PROBLEM »
The answer must be every line of the data that holds the word "steering".

#### EXERCISE INPUT

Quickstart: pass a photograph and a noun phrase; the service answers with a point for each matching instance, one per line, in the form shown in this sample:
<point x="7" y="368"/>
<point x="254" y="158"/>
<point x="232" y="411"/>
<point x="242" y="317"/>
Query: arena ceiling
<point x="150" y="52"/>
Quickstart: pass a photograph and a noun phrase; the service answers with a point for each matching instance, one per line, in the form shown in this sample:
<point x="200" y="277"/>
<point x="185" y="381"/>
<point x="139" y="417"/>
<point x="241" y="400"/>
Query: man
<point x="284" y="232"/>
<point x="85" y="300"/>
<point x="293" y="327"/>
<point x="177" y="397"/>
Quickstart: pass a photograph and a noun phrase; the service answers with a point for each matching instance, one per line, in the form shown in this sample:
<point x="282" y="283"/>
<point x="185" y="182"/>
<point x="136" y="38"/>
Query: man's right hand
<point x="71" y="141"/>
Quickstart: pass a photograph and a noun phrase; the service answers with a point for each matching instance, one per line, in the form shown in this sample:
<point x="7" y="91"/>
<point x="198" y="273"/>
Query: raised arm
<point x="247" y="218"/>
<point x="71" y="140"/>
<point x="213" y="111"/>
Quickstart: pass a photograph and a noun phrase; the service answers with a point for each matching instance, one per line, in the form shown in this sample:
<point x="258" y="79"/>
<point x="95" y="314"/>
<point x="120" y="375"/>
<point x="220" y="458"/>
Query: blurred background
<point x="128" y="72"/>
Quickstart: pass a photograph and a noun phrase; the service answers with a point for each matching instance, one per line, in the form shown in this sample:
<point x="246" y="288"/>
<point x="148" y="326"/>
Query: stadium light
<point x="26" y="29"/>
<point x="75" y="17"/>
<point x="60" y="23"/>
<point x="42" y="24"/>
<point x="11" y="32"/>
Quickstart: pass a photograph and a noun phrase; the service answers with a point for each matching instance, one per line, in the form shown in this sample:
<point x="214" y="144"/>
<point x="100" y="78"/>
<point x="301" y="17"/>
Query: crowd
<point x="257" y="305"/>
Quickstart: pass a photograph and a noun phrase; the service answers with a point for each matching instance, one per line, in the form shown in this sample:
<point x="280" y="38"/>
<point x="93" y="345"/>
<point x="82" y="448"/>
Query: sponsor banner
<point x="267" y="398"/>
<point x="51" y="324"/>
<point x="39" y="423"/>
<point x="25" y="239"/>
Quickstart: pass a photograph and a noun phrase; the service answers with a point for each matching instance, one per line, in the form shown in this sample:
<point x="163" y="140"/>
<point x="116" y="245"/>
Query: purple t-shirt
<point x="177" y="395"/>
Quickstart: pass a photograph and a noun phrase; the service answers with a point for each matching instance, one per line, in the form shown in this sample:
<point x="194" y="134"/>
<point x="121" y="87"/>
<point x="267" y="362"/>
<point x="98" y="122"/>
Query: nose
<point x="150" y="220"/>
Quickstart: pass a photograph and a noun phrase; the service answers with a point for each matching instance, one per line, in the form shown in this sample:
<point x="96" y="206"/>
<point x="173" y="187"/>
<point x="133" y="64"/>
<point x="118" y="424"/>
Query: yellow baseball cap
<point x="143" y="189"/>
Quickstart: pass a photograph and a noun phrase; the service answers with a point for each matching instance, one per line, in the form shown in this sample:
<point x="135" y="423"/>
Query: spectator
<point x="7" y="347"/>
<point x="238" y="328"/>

########
#### EXERCISE INPUT

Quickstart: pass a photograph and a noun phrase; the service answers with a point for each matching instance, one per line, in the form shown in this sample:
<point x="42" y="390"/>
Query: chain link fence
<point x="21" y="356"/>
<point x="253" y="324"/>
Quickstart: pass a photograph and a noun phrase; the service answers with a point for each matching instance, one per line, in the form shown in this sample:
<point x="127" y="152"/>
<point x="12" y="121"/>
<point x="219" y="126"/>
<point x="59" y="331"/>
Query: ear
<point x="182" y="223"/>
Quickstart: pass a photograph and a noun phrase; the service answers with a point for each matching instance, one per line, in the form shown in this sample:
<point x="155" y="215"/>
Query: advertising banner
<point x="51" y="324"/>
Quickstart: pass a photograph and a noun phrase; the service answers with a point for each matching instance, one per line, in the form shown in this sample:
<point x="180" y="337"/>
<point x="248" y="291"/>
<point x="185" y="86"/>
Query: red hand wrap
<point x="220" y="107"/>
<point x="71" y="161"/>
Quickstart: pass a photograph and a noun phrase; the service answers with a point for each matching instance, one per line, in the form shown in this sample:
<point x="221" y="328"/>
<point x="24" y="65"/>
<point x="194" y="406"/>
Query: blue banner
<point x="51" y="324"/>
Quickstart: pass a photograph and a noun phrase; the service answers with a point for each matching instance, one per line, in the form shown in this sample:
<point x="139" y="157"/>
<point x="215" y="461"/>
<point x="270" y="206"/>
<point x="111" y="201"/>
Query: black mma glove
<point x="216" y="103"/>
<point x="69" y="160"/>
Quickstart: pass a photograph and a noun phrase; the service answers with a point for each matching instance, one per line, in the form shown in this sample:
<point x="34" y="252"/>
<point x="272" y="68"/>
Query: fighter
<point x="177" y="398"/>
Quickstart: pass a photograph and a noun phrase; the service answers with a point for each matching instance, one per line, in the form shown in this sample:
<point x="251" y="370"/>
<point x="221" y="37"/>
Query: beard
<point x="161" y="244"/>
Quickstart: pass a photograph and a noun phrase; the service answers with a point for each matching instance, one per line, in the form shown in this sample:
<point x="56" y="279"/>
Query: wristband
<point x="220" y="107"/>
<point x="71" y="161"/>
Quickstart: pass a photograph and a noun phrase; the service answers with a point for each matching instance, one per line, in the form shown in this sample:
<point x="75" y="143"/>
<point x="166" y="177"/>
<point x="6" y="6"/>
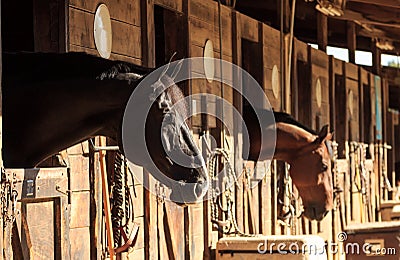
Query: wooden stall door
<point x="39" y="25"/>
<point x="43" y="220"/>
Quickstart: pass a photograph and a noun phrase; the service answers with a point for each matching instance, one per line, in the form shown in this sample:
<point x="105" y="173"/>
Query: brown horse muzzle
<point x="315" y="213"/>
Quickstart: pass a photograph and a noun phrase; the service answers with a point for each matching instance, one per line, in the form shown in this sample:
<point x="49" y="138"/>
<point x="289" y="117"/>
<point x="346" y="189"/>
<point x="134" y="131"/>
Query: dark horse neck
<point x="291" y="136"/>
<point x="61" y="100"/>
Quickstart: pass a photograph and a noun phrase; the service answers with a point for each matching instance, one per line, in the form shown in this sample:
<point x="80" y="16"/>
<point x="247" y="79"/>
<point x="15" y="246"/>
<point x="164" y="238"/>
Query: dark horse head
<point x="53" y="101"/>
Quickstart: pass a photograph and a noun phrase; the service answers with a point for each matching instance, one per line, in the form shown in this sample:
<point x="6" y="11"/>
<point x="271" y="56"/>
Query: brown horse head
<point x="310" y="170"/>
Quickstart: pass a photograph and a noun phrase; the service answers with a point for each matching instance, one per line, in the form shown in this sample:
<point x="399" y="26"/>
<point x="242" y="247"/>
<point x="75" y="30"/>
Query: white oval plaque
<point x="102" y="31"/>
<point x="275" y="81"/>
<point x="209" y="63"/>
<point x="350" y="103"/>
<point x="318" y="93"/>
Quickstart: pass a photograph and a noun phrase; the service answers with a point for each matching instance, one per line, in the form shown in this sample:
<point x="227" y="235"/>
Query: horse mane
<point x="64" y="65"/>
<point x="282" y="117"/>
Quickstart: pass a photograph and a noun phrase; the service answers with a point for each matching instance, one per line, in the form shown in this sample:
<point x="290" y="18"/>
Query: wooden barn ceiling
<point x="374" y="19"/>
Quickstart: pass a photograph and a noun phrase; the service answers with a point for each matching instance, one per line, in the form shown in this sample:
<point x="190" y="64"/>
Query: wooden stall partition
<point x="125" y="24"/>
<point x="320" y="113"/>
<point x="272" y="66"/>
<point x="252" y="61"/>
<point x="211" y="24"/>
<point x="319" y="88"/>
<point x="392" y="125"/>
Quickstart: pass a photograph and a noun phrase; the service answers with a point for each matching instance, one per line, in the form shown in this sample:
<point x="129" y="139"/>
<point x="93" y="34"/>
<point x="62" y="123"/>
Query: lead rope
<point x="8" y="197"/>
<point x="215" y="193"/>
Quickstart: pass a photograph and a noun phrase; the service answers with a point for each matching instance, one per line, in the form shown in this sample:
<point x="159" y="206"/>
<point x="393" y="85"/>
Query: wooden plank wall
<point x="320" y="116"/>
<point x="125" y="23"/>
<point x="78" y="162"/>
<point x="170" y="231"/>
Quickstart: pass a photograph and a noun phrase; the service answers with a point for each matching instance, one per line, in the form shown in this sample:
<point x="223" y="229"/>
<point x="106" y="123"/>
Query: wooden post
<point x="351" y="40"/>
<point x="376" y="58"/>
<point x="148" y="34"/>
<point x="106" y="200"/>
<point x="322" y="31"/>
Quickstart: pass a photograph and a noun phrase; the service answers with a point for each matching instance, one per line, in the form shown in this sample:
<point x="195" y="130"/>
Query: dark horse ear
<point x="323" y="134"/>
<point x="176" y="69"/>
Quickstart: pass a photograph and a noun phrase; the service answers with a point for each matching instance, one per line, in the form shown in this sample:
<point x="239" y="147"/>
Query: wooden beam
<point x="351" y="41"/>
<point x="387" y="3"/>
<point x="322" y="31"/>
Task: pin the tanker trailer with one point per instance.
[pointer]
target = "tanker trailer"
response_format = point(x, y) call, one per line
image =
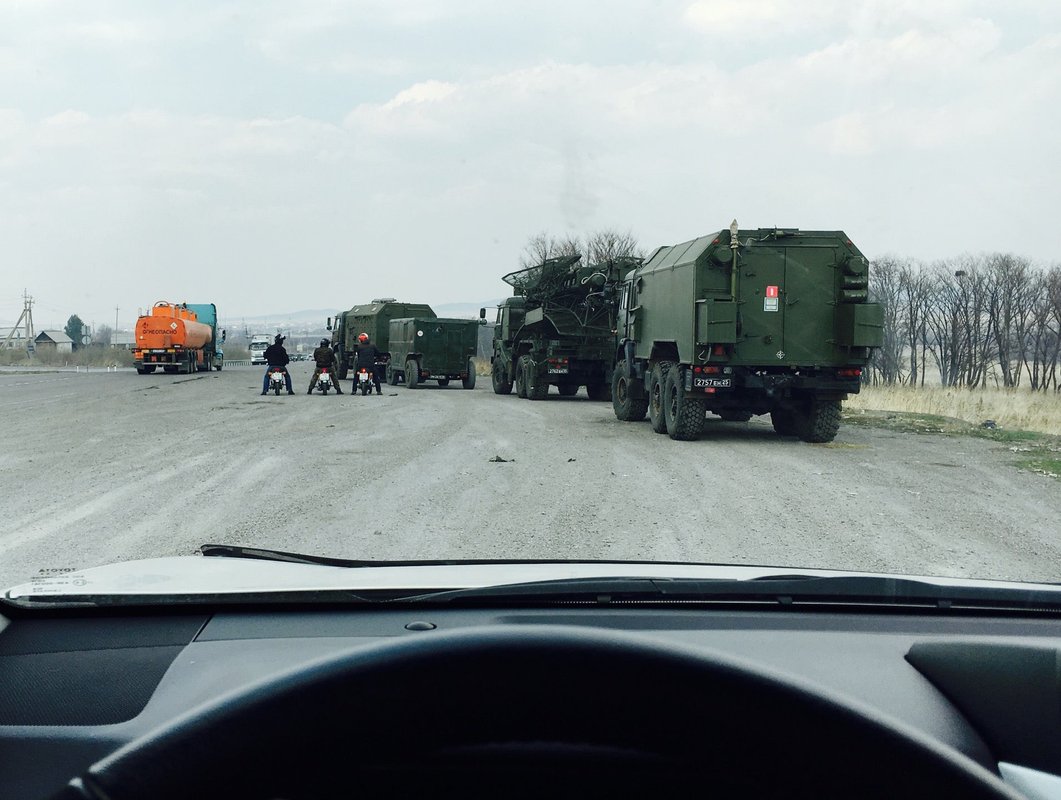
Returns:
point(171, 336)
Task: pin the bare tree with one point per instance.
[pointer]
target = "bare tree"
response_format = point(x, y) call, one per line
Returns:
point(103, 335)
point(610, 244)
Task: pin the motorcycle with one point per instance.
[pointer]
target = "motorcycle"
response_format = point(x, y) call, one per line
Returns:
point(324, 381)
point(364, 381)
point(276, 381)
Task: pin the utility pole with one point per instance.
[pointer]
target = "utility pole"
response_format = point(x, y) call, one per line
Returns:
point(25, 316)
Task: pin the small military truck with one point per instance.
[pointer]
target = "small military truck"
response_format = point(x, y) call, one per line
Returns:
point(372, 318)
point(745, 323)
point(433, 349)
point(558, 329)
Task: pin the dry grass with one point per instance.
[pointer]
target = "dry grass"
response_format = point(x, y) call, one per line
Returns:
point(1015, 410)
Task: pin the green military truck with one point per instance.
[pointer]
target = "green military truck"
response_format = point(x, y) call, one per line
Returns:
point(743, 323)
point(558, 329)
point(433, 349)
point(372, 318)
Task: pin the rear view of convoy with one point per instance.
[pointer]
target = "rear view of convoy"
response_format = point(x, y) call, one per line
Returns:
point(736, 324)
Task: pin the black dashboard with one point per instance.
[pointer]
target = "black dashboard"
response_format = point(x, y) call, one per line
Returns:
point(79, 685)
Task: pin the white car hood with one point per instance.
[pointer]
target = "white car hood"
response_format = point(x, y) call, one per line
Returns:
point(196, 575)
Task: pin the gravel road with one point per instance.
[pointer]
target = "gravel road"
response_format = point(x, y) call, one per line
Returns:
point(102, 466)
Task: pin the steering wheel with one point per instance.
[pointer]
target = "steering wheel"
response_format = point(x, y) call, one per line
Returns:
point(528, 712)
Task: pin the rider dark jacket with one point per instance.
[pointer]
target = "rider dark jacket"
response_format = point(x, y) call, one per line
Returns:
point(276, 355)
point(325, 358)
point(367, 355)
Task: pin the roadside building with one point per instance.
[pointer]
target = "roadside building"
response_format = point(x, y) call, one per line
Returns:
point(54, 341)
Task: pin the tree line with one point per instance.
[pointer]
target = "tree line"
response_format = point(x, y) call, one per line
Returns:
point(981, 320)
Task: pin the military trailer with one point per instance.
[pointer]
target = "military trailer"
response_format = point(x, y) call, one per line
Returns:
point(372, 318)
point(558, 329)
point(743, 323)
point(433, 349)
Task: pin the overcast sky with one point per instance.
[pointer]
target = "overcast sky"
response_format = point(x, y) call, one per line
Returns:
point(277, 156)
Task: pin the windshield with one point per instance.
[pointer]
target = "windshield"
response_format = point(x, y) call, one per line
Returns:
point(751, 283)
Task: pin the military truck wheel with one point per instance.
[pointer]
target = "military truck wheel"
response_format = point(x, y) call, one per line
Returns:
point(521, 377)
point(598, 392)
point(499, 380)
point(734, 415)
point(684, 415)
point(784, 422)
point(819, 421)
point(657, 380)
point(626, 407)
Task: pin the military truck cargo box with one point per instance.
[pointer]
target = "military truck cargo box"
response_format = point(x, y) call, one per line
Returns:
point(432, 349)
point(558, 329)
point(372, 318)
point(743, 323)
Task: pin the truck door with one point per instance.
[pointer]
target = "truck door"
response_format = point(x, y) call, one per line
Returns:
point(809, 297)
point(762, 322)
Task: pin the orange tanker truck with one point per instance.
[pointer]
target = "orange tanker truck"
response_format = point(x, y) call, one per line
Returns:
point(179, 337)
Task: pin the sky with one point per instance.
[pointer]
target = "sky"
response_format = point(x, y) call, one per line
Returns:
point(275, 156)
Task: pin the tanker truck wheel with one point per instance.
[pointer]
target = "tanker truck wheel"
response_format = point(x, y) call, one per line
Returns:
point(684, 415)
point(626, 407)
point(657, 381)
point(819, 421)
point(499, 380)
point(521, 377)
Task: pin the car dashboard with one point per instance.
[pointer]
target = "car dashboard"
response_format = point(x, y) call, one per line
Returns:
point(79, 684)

########

SOLUTION FOR THIS TASK »
Task: pin the steering wheel with one point per instance.
target = "steering wheel"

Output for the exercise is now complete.